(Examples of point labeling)
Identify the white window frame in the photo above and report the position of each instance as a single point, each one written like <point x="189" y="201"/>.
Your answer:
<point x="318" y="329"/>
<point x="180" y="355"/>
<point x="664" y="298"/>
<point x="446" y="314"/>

## [EXERCISE DETAILS]
Convert the lines above into a JSON list of strings, with one string for each line and blank lines omitted.

## [EXERCISE ANSWER]
[
  "Identify the white window frame in the photo above and report the position of each instance as a single point, each one written like <point x=\"189\" y=\"201\"/>.",
  "Your answer:",
  "<point x=\"318\" y=\"329\"/>",
  "<point x=\"180\" y=\"355\"/>",
  "<point x=\"664\" y=\"298\"/>",
  "<point x=\"446\" y=\"314\"/>"
]